What the exercise asks: Please write out all of the following items word for word, keeping every line and number in its original order.

Records provided:
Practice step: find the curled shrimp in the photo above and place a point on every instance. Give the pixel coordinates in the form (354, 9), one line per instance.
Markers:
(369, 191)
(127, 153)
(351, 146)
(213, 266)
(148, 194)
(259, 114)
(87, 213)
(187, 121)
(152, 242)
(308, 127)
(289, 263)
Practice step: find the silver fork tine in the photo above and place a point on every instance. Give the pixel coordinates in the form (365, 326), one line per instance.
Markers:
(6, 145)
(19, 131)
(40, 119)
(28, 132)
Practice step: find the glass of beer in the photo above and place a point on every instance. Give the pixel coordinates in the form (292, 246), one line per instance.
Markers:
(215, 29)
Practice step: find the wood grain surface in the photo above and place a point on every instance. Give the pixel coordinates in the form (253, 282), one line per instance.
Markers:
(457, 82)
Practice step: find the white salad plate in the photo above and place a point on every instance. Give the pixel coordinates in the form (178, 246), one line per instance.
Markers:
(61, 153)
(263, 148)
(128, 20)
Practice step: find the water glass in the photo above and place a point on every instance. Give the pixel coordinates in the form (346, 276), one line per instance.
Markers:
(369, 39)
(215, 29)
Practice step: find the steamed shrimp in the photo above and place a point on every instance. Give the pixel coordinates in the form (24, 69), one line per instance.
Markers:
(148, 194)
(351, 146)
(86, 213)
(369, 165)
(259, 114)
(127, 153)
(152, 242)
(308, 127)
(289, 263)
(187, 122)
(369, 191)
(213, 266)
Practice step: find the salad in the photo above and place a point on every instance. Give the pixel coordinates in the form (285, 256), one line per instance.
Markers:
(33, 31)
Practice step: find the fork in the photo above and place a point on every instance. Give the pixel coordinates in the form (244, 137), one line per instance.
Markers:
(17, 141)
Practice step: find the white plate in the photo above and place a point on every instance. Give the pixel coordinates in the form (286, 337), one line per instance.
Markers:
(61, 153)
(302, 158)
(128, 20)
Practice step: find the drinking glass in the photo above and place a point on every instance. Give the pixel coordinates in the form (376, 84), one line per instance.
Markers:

Response:
Practice step: find the curled shrimp in the photo above and place a point on every instance. Give the pixel coordinates in the form (354, 9), one line per instance.
Markers:
(369, 191)
(127, 153)
(351, 146)
(213, 266)
(148, 194)
(259, 114)
(87, 213)
(187, 121)
(152, 242)
(308, 127)
(289, 263)
Practice step: find the silver fork tine in the photo above and place a point on every instance. Give the pixel coordinates in the form (365, 326), one line per instance.
Markers:
(6, 145)
(19, 131)
(40, 119)
(28, 132)
Practice step: find the glass of beer in the photo above and place a point on every instance. Give the pixel coordinates in the form (292, 246), one line per instance.
Markers:
(215, 29)
Practice step: find the wood grain surface in the photo above and place a point on every instance. Give the pixel coordinates in the form (253, 282), one line per instance.
Markers:
(457, 82)
Practice step: find the white salad plate in the photo above and place a point on every instance. Give the pixel coordinates in the form (178, 246), one line per instance.
Markers:
(61, 153)
(263, 148)
(128, 20)
Practice step: find the water glass in the photo above and place a point on every instance. Give the pixel coordinates in the form (346, 276), one line per instance.
Markers:
(369, 39)
(215, 29)
Practice step: find the steamed shrimp in the photo above and place a point on every instance. Give the pixel coordinates in the form (24, 69), one line per instance.
Markers:
(148, 194)
(351, 146)
(86, 213)
(369, 165)
(259, 114)
(127, 153)
(152, 242)
(308, 127)
(289, 263)
(187, 122)
(369, 191)
(213, 266)
Practice step: find the salad in the photo above and place a point on every instance. Give the pixel coordinates in the form (285, 256), one line per instance.
Markers:
(33, 31)
Practice step: find the fork in the photo above and place a point on every instance. Give the pixel coordinates in the form (244, 137), one line per instance.
Markers:
(17, 141)
Practice step: find the white plate in the photo above and place a point on every instance. Give the pixel coordinates in the form (286, 337), one line per instance.
Markers:
(61, 153)
(302, 158)
(128, 20)
Practice step: find the drinking glass in the photo above and place a point on every instance. Give the pixel coordinates in the form (376, 84), one line per instance.
Markers:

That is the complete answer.